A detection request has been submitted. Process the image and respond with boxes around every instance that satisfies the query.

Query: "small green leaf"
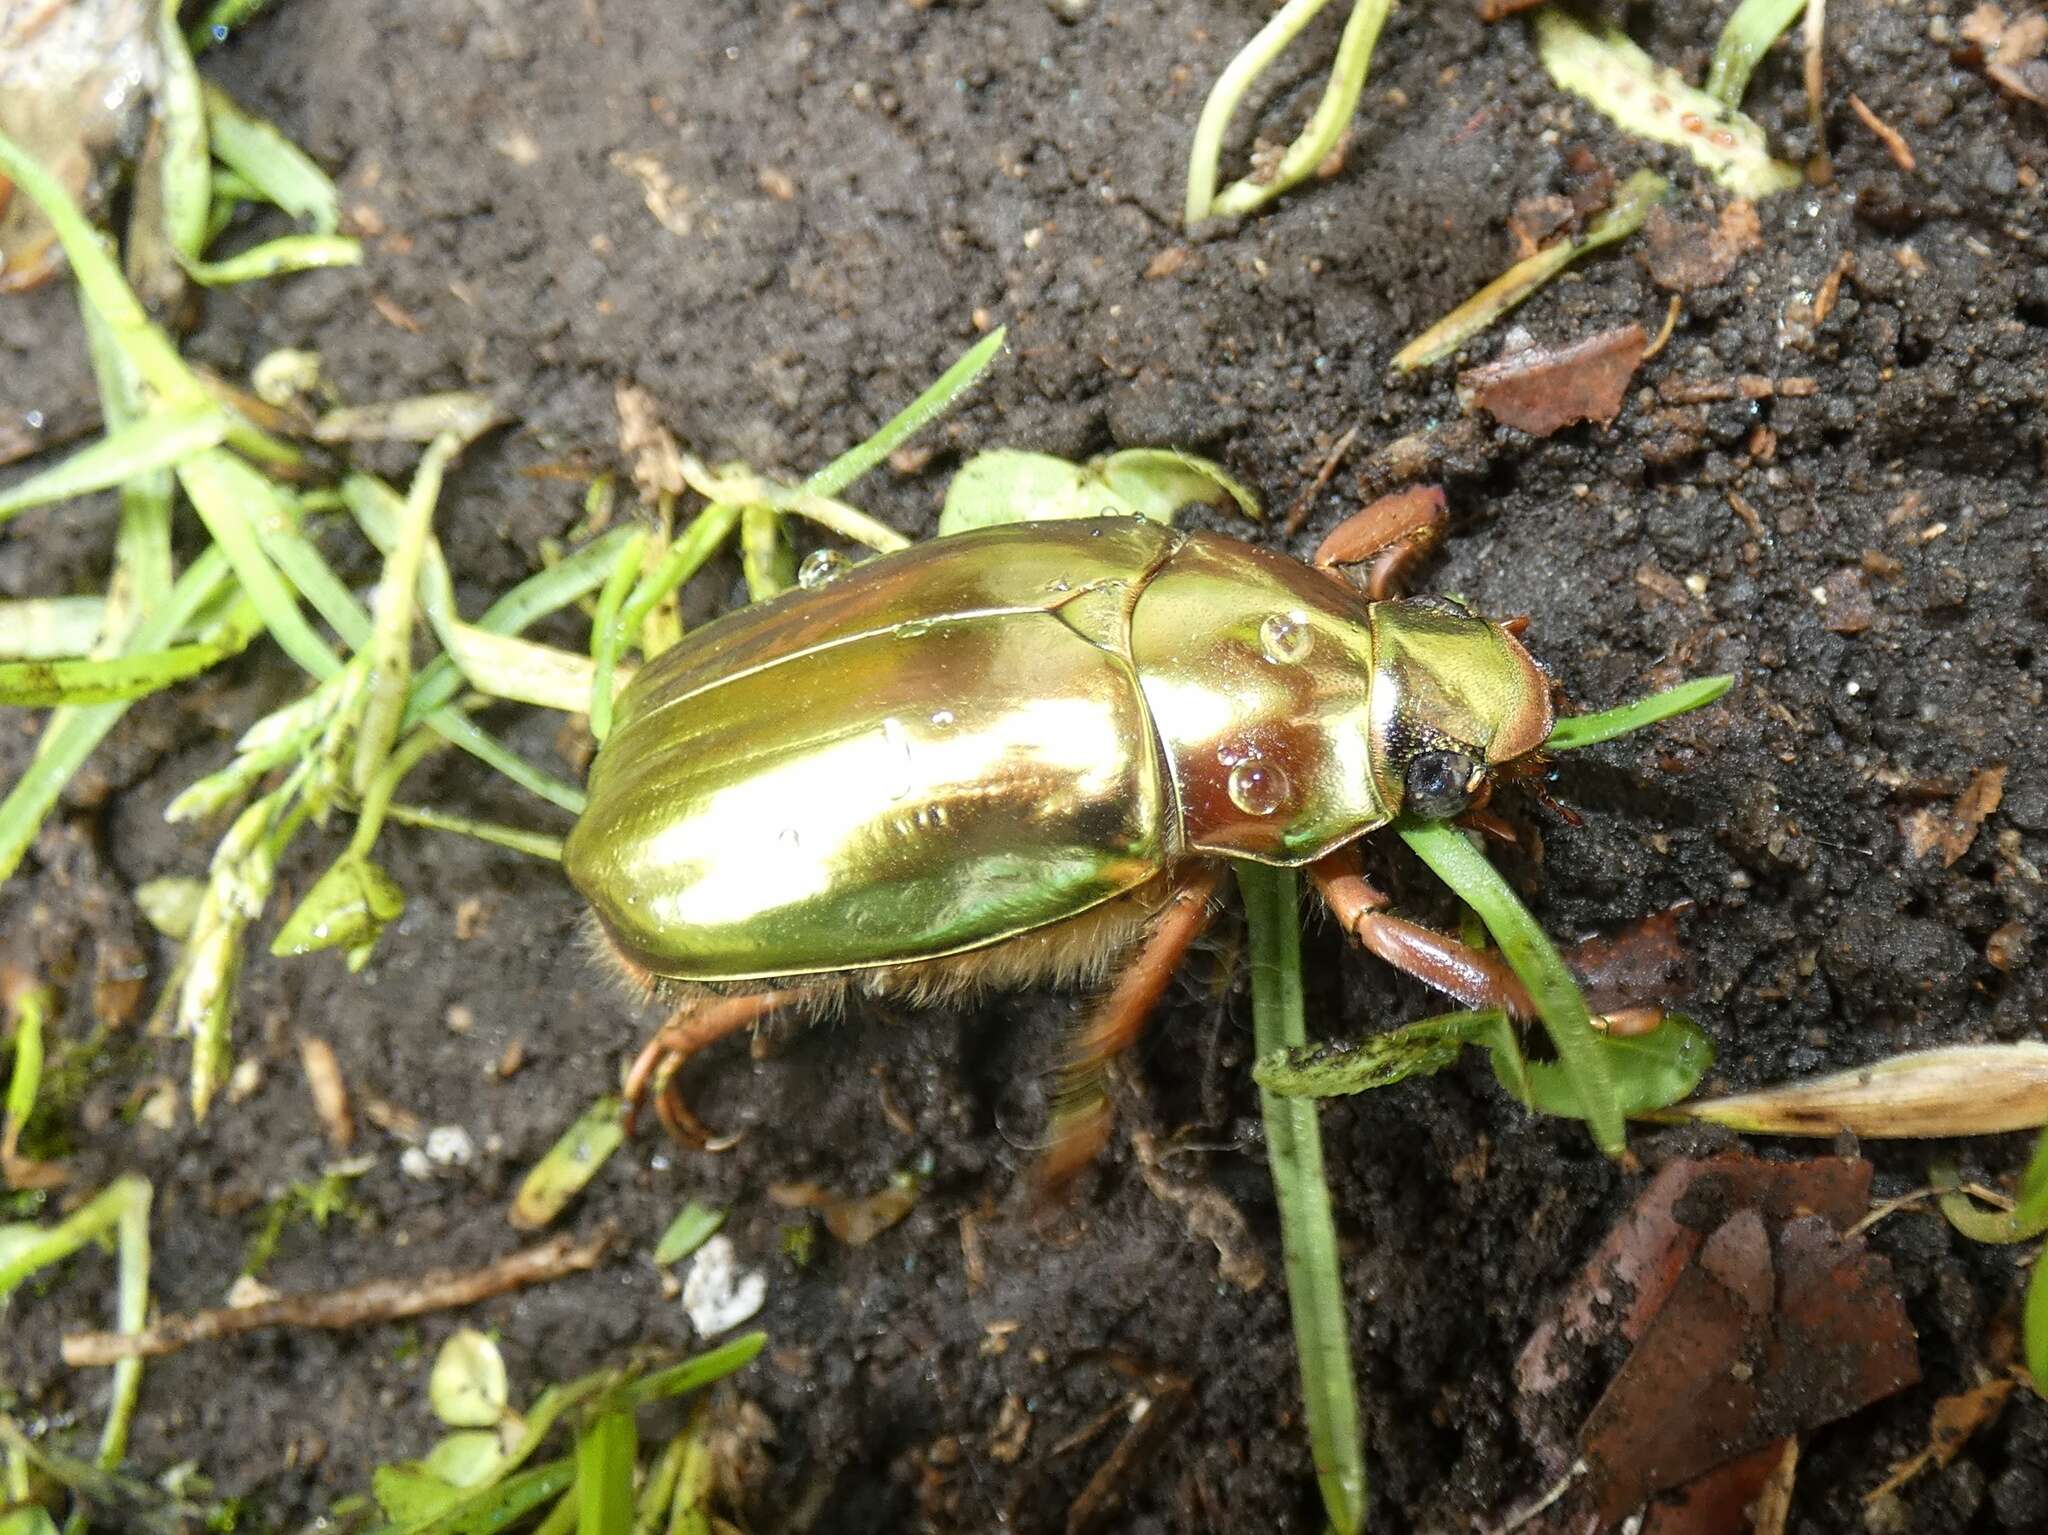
[653,1201,726,1266]
[422,1430,508,1489]
[2029,1252,2048,1398]
[0,1508,61,1535]
[575,1411,636,1535]
[136,876,208,940]
[372,1462,465,1524]
[430,1328,510,1428]
[509,1097,627,1231]
[938,447,1260,536]
[270,854,405,957]
[1498,1014,1713,1121]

.....

Instructions to follow: Without including any picture, output all the material exactly as it appears.

Output for this task:
A detection request has been submitted. Process the image and respond with boxes around every instance that satisfies the query.

Query: "small green leaf"
[653,1201,726,1266]
[422,1430,508,1489]
[2029,1252,2048,1398]
[0,1508,61,1535]
[575,1411,636,1535]
[136,876,208,940]
[372,1462,465,1524]
[430,1328,510,1428]
[509,1097,627,1231]
[938,447,1260,536]
[270,854,405,957]
[1498,1014,1713,1121]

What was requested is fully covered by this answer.